**Challenge**
Pick up the Join library reference below right after its final sentence, and keep writing it in the same style.

Throws: hidden_chord_exception,
too_many_ports_exception
template <typename PortT1, typename
PortT2, ......, typename CallT>
void chord_override(PortT1 &p1,
PortT2 &p2, ......, CallT c, int priority=0)
Effect: allow overriding
an existing chord (the chord body is replaced with the new one).
It is mostly used in child class to override a chord defined in parent
class. The overridden chord is identified by the set of async<> /
synch<> ports in its header. It uses the same arguments as
normal chord() functions.
Throws: chord_override_exception
(chord not found)
template
<typename PortT1, typename PortT2,
......>
void chord_remove(PortT1
&p1, PortT2 &p2, ......)
Effect: remove the chord
identified by the set of async / synch ports.
Throws: chord_remove_exception
(chord not found)
- Factory functions to create "unnamed" joints
joint
joins(joint::spawn_type s = 0, int hb = 0, const char *name =
0);
or a more general templated function:
template <
template <size_t> class scheduler,
size_t
max_size
>
joint_t<scheduler, max_size> joins_t(joint::spawn_type s = 0, int
hb = 0, const char *name = 0);
Often joint is used directly to join message
ports together, and we don't need direct reference to the "joint"
object. In these cases, the factory functions can be used to create
unnamed joints, such as:
joins(exec)
.chord(async1, async2, handler1)
.chord(async2, async3, handler2);
- executor
template
<template <size_t> class scheduler=sched_first_match, size_t
sz=32>
class executor :
public Joint {
executor(int
num_threads, const char *name = NULL);
async<task>
execute;
synch<void,void> shutdown;
};
Chords with only
async<> ports will run its body as an asynchronous task,
either in a newly spawned thread, or in the thread
pool of executor, or in exisiting applications' execution services
(such as Boost.Asio's
main threads). So executor is the "engine" of Join based
applications. Different execution strategies can be used, such as a
thread per request or thread pool, as long as it provides a
functional / functor interface to spawn a task:
void
operator()(task t).
Here the default executor class is thread
pool based and defined using
async<> / synch<> ports and chords, and is a good
sample
of
Join.
executor(int num_threads, const char
*name = NULL):
- int num_threads: number of worker threads in executor's thread
pool
- const char *name: name of executor, a flag to turn on/off
debugging messages
async<task> execute: an
asynchronous port for applications to submit tasks; never block; it
is the default
task queue of
executor.
synch<void()> shutdown:
a synchronous port for application code to wait for executor to
shutdown (and its threads to exit). All chords defined with
shutdown have a low priority (1)
than normal (0), so shutdown will return when all submited tasks have
been finished and all worker threads exit.
- support of group/bundle of async<> ports:
boost::std::vector<async<MsgT>
>
In Cω the chords
are defined with a few async/synch ports with distinct names.
What if
we want to
define chords with a group / std::vector of asynchronous message ports
of the same message type? Inspired by
similar abstractions in CCR[4] and C#.Joins[3], Join allows the
definition of an std::vector of async ports and their participation
in chord as a whole. Since there are at most one synch port per
chord, so there is no support for std::vector of synch ports. The
argument type for vector of async ports will be vector<MsgT>.

**Recorded data**

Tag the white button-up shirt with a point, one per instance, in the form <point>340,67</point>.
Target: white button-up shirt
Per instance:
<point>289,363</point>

**Output below**
Please
refer to the Group of Asynchronous port
tutotail (join_many.cpp) for their usage.
- exceptions
In Cω , many of the following errors related to the definitions of
async/synch ports and chords will be found by the compiler. Since
Join is implemented as a library, these errors can only be
reported as the following exceptions during runtime:
class
join_exception : public
std::exception
the
base class of all Join related exceptions
class not_in_chord_exception :
public
join_exception
When a async / synch port is
declared
and no chord include it, this port has no body defined similar
to pure virtual port in C++ abstract classes (pure virtual ports
have only signature / declaration, no body). When this class
is
instantiated and client code calls this port, not_in_chord_exception
will be thrown.
class double_association_exception :
public
join_exception
Every async / synch port should only
be associated with one Joint. When attempting to use the port in the
chords of more than one Joints, this exception is thrown.
class
queue_overflow_exception :
public join_exception
For basic flow control, async / synch
port can be constructed with a limited queue size. When the buffered
(unprocessed) messages exceed the queue size, this exception is thrown.
class no_executor_exception :
public
join_exception
When an Joint contains chords with only
async ports but without an executor associated, this exception is
thrown.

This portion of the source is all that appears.